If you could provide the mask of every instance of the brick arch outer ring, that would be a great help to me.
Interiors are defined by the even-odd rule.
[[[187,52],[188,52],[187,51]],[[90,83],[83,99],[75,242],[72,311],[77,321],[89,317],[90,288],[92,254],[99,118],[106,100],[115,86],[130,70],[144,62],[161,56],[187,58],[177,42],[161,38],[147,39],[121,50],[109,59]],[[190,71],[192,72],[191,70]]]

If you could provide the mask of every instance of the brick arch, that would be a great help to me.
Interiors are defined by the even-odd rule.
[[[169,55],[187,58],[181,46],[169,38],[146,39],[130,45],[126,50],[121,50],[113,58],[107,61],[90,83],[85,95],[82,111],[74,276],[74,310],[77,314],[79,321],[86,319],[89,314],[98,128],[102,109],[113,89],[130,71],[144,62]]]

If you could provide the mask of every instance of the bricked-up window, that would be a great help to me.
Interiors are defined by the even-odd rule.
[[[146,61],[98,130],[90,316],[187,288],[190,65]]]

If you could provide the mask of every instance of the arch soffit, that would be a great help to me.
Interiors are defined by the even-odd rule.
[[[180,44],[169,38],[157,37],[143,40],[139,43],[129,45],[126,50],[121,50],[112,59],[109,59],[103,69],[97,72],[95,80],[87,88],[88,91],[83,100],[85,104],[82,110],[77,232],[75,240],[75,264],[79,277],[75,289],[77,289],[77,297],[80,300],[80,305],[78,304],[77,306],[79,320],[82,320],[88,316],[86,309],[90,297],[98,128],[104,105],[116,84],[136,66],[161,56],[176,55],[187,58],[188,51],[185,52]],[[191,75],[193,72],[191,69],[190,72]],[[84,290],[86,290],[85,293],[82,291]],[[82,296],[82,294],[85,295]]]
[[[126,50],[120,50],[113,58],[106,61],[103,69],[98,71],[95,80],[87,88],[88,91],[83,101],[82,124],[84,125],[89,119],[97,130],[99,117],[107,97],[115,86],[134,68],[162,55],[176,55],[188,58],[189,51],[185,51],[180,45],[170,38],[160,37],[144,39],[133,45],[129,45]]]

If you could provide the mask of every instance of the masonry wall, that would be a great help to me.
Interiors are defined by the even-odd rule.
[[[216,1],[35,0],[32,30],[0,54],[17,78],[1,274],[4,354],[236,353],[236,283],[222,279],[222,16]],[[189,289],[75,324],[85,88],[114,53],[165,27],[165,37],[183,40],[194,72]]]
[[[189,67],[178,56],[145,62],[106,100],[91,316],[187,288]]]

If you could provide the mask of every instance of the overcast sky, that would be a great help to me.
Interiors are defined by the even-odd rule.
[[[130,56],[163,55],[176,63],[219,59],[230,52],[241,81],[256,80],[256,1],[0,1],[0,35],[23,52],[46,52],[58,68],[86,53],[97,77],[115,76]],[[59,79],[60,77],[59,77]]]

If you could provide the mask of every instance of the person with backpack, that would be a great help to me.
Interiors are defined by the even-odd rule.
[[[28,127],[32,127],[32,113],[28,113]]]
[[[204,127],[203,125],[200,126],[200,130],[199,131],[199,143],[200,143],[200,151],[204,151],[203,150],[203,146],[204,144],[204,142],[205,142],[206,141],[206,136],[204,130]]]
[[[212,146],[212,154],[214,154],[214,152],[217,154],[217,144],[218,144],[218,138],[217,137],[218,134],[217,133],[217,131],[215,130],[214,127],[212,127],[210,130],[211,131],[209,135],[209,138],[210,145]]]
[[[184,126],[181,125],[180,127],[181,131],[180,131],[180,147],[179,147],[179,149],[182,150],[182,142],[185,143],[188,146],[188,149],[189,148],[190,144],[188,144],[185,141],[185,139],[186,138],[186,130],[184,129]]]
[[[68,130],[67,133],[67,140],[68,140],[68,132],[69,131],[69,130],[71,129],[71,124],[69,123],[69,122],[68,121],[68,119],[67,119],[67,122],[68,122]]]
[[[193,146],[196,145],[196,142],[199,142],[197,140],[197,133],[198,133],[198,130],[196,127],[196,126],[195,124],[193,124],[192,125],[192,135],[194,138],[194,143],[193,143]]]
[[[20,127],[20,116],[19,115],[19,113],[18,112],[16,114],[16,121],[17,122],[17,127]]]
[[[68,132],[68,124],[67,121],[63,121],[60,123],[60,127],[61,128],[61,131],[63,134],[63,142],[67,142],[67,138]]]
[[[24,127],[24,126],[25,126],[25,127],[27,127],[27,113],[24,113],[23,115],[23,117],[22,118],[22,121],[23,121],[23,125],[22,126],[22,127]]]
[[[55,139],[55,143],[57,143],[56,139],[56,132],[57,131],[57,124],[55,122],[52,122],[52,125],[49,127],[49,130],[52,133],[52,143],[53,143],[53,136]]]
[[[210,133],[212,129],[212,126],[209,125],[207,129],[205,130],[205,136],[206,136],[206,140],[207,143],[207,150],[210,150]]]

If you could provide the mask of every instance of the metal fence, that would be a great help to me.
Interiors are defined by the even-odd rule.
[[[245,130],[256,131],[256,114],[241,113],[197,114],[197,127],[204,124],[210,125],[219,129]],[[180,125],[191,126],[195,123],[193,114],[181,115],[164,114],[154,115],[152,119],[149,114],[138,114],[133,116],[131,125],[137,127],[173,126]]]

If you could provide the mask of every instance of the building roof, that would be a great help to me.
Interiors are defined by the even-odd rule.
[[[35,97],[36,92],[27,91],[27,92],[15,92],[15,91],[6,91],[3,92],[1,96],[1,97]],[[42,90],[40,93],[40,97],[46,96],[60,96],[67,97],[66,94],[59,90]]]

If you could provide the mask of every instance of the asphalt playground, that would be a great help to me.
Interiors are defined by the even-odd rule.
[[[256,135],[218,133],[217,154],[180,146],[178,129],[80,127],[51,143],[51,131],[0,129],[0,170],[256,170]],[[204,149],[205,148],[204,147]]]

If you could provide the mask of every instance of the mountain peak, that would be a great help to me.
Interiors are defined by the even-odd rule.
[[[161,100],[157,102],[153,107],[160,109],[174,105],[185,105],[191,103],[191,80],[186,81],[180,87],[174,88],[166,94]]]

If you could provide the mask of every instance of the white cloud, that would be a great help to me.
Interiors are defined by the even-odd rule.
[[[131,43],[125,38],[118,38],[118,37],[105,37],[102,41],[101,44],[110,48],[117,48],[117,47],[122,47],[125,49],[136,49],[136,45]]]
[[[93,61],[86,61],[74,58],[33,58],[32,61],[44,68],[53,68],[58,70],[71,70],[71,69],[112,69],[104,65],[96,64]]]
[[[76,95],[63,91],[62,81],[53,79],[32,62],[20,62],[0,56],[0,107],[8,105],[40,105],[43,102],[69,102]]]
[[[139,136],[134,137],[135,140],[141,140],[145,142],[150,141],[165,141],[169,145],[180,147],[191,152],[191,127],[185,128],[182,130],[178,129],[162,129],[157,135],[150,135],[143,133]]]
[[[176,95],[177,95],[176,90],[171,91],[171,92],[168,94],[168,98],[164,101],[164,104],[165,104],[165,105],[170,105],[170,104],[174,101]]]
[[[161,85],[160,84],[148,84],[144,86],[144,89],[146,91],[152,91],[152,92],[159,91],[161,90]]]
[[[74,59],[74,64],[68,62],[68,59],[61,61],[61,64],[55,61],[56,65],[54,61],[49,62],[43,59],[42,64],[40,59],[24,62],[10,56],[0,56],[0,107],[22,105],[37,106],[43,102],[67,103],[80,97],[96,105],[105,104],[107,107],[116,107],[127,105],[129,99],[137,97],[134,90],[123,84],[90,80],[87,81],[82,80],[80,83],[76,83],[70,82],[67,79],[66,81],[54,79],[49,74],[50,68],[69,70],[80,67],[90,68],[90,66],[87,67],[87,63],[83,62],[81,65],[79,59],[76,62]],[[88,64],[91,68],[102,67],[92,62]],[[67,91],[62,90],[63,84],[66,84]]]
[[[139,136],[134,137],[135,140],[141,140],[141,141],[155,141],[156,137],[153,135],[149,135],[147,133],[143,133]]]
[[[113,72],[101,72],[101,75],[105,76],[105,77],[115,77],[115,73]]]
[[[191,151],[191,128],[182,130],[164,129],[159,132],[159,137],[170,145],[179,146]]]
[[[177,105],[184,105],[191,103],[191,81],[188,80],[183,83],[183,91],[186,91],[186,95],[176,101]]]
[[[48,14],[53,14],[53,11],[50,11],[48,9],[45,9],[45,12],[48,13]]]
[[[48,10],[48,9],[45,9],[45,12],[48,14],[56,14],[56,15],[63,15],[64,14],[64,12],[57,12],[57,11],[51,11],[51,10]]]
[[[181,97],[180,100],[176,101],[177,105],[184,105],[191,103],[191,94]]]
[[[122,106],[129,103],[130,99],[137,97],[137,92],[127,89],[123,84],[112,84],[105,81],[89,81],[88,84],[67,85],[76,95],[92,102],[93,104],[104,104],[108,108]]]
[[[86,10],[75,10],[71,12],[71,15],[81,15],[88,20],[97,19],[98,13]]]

* * *

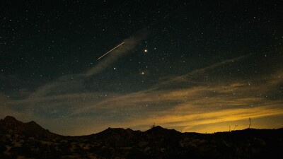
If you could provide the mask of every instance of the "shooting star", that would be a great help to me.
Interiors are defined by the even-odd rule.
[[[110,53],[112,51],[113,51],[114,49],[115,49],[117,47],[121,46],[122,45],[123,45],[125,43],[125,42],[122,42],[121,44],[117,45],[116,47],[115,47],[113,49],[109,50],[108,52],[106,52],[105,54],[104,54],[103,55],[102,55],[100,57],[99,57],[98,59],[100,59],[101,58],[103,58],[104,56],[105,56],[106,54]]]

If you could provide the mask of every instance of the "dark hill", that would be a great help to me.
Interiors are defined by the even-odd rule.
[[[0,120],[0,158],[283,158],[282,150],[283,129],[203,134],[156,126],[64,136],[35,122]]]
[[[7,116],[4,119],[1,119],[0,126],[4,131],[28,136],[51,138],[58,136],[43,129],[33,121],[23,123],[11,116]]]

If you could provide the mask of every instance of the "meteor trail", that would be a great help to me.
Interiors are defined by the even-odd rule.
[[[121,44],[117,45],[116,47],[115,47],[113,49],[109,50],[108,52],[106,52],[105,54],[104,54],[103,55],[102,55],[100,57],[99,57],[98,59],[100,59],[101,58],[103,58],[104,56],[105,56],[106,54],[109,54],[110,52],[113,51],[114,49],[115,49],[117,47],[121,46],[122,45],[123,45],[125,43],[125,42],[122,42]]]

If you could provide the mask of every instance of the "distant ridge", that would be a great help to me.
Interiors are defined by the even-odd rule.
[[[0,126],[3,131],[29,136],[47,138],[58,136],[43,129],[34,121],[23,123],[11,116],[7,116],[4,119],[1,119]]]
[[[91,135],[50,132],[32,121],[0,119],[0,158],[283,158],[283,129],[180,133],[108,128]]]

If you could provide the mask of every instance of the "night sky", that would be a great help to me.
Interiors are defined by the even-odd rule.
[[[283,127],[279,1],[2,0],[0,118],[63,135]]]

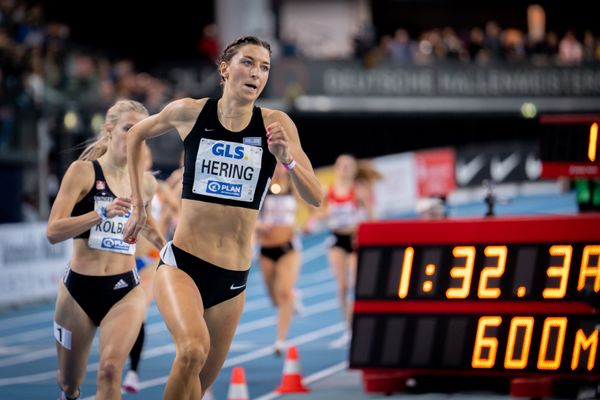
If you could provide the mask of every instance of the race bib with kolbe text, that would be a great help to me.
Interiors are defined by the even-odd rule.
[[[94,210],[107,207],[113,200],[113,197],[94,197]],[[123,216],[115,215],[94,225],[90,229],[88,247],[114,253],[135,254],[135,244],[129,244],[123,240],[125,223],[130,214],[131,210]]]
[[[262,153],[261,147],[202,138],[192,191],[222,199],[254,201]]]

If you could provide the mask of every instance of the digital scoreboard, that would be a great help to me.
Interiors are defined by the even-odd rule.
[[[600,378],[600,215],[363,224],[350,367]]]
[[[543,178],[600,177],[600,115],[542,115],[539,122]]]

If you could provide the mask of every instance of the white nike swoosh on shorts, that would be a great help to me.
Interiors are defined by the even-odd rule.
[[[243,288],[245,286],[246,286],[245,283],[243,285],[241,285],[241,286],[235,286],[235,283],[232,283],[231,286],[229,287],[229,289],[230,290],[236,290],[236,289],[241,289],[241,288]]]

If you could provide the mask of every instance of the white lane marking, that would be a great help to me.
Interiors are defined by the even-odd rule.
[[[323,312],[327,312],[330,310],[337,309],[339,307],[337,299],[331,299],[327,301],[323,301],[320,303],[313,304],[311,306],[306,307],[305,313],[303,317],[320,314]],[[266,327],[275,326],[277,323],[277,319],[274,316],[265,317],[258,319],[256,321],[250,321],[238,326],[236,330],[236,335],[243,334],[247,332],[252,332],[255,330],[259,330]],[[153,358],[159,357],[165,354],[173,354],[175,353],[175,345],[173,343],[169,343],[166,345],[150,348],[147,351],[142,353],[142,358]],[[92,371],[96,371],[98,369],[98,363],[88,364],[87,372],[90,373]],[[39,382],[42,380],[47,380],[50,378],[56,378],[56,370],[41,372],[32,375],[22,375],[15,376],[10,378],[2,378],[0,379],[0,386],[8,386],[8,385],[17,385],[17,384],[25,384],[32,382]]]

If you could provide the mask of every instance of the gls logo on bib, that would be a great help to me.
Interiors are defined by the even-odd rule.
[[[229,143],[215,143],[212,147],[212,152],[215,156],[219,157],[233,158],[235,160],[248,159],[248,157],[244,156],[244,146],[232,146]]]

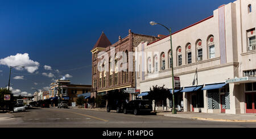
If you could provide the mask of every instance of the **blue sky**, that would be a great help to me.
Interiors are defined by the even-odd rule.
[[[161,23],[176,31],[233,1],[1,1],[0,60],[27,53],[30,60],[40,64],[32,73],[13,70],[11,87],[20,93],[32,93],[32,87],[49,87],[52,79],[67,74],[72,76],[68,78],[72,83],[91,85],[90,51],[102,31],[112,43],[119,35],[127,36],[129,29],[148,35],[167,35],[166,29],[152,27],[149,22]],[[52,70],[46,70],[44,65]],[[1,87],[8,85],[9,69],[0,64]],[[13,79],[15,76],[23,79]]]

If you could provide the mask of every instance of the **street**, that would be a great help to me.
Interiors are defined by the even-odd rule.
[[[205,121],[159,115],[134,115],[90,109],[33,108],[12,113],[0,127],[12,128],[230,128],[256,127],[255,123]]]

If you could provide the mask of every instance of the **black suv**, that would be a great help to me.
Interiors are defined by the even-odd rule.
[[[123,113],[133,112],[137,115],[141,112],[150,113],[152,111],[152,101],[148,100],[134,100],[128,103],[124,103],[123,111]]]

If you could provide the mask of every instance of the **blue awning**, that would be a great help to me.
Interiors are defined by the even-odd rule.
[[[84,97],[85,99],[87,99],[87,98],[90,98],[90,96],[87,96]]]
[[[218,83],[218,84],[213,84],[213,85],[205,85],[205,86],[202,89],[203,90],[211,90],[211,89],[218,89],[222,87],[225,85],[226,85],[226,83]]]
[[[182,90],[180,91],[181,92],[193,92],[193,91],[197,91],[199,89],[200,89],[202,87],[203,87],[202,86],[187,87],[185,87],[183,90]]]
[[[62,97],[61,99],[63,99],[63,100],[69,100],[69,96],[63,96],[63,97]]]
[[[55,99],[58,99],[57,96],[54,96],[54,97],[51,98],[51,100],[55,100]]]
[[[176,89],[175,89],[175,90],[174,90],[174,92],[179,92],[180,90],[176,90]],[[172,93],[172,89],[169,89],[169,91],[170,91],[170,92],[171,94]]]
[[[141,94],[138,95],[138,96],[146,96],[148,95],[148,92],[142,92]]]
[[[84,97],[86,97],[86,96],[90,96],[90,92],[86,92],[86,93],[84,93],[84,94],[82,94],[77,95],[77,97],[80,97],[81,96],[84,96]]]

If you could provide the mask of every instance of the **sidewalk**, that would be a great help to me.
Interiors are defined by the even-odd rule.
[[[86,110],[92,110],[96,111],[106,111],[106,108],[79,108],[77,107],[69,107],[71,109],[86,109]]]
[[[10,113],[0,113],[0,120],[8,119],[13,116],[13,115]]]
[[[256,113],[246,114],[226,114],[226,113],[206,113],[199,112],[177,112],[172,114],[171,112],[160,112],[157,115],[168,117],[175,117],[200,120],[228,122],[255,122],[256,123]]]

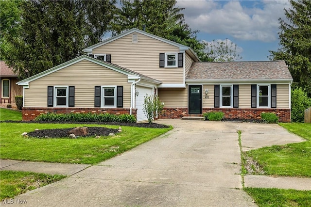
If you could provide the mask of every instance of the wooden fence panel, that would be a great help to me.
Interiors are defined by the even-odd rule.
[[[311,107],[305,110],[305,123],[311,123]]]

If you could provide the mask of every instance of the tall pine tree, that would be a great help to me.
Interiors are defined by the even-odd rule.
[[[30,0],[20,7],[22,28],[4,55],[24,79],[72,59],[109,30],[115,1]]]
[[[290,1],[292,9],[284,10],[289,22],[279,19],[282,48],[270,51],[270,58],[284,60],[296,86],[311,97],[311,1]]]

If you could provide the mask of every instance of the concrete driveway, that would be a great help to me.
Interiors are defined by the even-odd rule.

--

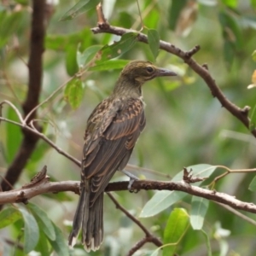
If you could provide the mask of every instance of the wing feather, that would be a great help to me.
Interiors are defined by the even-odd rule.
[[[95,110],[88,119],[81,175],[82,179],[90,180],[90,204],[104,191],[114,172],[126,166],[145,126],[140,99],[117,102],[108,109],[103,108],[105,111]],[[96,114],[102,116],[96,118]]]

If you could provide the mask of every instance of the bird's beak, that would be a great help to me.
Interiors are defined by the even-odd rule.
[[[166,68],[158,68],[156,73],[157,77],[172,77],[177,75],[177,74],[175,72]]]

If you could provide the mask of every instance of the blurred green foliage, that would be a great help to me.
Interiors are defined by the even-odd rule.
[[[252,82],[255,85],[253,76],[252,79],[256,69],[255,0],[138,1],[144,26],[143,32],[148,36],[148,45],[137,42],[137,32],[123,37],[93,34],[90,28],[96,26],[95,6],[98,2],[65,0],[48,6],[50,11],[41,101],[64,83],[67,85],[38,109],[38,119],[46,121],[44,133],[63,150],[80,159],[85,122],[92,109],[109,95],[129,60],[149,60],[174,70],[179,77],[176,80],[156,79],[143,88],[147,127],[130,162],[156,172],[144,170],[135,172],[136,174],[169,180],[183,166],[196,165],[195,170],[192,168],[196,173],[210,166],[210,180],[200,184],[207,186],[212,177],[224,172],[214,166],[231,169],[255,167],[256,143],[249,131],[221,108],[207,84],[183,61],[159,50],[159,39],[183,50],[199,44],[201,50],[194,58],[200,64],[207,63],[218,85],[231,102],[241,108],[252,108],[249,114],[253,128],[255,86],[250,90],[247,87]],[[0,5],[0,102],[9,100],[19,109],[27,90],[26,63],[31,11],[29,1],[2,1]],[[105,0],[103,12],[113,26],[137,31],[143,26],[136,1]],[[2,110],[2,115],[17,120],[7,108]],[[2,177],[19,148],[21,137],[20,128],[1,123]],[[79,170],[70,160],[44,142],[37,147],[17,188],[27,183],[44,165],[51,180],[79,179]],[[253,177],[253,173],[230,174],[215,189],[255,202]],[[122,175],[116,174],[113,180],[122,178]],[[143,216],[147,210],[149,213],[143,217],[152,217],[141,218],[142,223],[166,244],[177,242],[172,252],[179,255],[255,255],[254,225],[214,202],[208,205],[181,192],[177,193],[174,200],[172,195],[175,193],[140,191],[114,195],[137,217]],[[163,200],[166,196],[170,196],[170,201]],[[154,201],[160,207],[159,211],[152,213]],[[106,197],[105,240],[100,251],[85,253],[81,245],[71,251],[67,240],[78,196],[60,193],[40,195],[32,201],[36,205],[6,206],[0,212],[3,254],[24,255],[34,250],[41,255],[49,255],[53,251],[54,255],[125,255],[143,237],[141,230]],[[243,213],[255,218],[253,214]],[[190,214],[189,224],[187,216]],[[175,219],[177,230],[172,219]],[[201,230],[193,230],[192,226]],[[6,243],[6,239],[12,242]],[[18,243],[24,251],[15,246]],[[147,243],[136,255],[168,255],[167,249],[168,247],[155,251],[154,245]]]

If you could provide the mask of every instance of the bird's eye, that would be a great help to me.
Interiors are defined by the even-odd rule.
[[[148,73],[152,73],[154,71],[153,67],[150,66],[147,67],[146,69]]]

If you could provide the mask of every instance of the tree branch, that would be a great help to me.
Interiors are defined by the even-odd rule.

*EXERCISE DIRECTIONS*: Determine how many lines of the entries above contain the word "arch". Give only the number.

*OUTPUT OF THE TASK*: 3